WRITTEN PROBLEM: Please render every line of the material below as a JSON list of strings, one string per line, omitting blank lines. Leave the pictures out of your answer.

Items stored from a collection:
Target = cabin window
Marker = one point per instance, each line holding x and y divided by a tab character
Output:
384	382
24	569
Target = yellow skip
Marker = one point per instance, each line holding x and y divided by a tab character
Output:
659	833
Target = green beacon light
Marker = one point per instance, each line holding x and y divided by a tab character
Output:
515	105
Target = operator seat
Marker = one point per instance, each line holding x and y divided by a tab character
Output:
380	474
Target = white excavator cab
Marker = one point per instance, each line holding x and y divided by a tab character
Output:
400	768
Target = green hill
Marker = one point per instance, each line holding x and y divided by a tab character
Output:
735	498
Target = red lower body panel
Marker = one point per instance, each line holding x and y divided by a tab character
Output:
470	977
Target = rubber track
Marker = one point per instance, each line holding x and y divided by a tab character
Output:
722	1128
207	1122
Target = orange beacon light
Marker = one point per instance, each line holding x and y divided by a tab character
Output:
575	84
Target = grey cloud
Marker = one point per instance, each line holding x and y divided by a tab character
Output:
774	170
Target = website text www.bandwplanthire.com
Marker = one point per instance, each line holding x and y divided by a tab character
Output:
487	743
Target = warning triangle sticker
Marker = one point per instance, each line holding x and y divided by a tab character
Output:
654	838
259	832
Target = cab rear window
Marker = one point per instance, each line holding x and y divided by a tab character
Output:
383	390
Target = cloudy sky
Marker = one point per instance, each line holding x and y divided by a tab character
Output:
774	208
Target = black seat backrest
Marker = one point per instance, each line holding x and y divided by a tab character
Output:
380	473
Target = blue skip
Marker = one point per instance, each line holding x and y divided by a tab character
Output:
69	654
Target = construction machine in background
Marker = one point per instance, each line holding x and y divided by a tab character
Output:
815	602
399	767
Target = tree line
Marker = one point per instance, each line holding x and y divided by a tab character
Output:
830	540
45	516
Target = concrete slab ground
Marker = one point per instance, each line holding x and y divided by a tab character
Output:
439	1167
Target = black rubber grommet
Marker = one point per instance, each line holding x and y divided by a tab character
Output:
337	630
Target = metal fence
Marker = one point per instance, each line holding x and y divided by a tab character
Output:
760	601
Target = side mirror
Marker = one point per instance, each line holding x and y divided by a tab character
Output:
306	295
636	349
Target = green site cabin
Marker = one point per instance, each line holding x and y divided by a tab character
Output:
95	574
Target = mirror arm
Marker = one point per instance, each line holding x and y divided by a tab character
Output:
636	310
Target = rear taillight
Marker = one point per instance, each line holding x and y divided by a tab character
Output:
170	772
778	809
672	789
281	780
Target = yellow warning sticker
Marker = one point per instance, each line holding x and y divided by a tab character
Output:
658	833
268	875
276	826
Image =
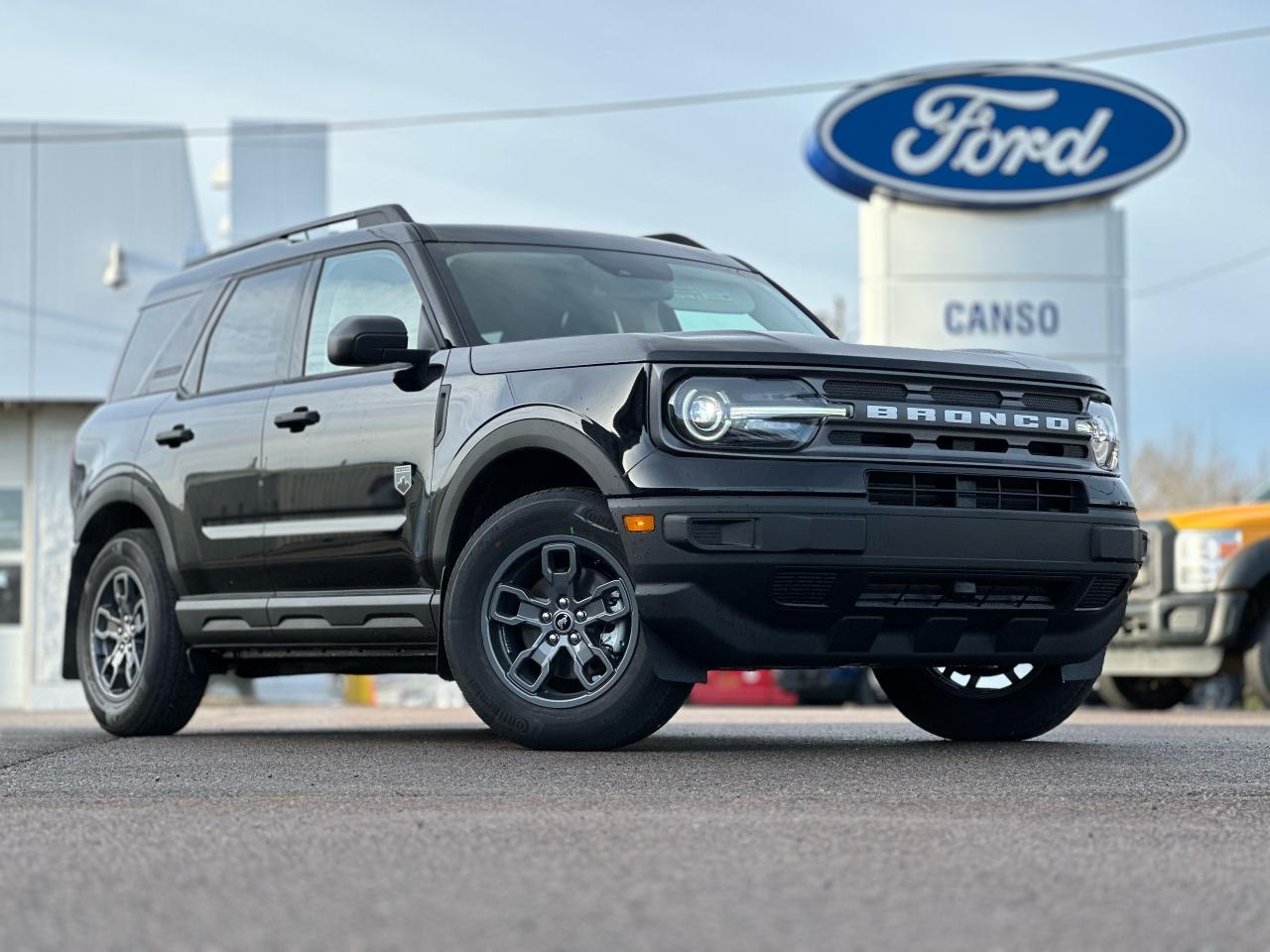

TASK SOLUTION:
[
  "Target = cabin window",
  "Marker = one point per instance, each line holding x and y divided by a tab character",
  "Output:",
  "384\t382",
  "24\t569",
  "Target = yellow skip",
  "Marker = one point per instance, each line holding x and y divided by a tab character",
  "Output:",
  "659\t833",
  "Target = green beacon light",
  "Marker = one point per instance, each line holding x and y divided by a tab character",
  "Output:",
  "515\t105",
  "Target = operator seat",
  "Marker = one point per instance, each line holding x and y divided by a tab character",
  "Output:",
  "380\t474",
  "Target = white excavator cab",
  "Marker = one point per instance, each line holding x and y divided by a tab character",
  "Output:",
  "400\t768",
  "Target = green hill",
  "Marker = one point per instance, each line holding x and y divided by a tab character",
  "Output:",
  "735\t498",
  "Target = red lower body panel",
  "Marker = one point per instance, each line holding x and y divided by a tab character",
  "Output:",
  "470\t977",
  "Target = rubber track",
  "Marker = one point per instance, each line holding x and y divided by a tab character",
  "Output:",
  "722\t1128",
  "207\t1122",
  "Target = orange beacon light",
  "Marker = one point per instance, each line holding x and y divided by a tab character",
  "Output:",
  "575\t84",
  "Target = grey cloud",
  "Marker = one point per instance, each line holding x and y divided by a tab character",
  "Output:",
  "774\t170",
  "Target = website text www.bandwplanthire.com",
  "Marker = one point per instance, each line holding x and y divided by a tab character",
  "Output:",
  "487\t743",
  "Target = warning triangle sticker",
  "Marker = one point per instance, each line holding x and y divided by a tab character",
  "Output:",
  "654\t838",
  "259\t832",
  "Target = cab rear window",
  "Marker = one point per instance, each line holding x and y divided by a tab character",
  "Output:",
  "383\t390",
  "Target = cloudy sky",
  "Marker = one point per instance, each line holding x and y divided by a tab character",
  "Output:",
  "774\t208",
  "Target = black seat backrest",
  "Marker = one point per instance, each line holding x and y divided by a tab character",
  "Output:",
  "380\t473",
  "Target = blue skip",
  "Marker = one point per instance, each line holding x and y divided by a tab character",
  "Output:",
  "69\t654",
  "Target = construction machine in background",
  "Marker = one point per instance, each line holding x and y divided by a tab character",
  "Output:",
  "815\t602",
  "399\t767",
  "Target = tree line",
  "Marker = one point per instance, each line holding x and y divided by a tab character",
  "Output:",
  "830\t540",
  "45\t516",
  "Target = concrete slab ground",
  "Marker = one point per instance, each line holding x and y divided by a tab character",
  "Output:",
  "439\t1167",
  "Target = black rubber grommet",
  "Marker = one point per instance, each line holding x and y divided by a tab character",
  "Output:",
  "337\t630",
  "Target = metal fence",
  "Marker = one point per instance, each line holding x and y divided by a tab character",
  "Output:",
  "760\t601",
  "Target = side mirror",
  "Marker = one point per instance, each line holding x and y divided by a tab character",
  "Output:",
  "306\t295",
  "636\t349",
  "Target = green site cabin",
  "Marker = one point per instance, each line holding x and y divided by a tab character",
  "Output:",
  "95\t574",
  "Target = mirror arm",
  "Marker = one point per instance, each line holding x and y divided by a tab character",
  "Output:",
  "636\t310",
  "Target = rear taillight",
  "Marker = one point per instance, each line holding x and y divided by a tab character",
  "Output:",
  "170\t772",
  "778\t809",
  "672\t789",
  "281\t780",
  "Target = yellow warning sticker",
  "Marker = one point per instance, each line holding x and y divided by a tab character",
  "Output:",
  "658\t833",
  "268\t875",
  "276\t826",
  "Image ="
]